*Aim of the exercise:* Go through the lines below one by one and count those holding the string "white". Give the count alone.

[Region pointing data]
· · · ·

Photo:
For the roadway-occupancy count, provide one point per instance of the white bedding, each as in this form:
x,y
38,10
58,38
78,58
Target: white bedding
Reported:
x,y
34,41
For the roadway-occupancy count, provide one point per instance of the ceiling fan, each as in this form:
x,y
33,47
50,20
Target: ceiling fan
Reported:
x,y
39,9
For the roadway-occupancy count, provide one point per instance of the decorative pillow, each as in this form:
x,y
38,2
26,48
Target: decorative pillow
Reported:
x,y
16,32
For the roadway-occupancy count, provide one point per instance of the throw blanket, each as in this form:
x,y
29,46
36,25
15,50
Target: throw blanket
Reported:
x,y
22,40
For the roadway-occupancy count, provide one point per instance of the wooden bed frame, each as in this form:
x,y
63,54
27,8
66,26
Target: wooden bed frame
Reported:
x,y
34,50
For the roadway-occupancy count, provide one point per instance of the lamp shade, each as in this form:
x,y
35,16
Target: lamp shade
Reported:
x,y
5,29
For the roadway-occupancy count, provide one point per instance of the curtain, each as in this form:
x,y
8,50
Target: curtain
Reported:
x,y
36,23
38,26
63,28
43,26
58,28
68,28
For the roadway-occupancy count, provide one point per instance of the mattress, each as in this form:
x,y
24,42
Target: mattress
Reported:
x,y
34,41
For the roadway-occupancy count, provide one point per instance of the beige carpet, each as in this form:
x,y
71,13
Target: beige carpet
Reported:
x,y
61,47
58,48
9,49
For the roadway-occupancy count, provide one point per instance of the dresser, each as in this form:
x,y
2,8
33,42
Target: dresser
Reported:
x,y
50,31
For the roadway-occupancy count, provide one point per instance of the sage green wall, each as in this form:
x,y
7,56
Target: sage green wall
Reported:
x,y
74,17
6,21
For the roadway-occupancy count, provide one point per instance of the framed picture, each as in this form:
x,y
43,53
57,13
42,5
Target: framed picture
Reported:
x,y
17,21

· · · ·

*Answer to the problem:* 2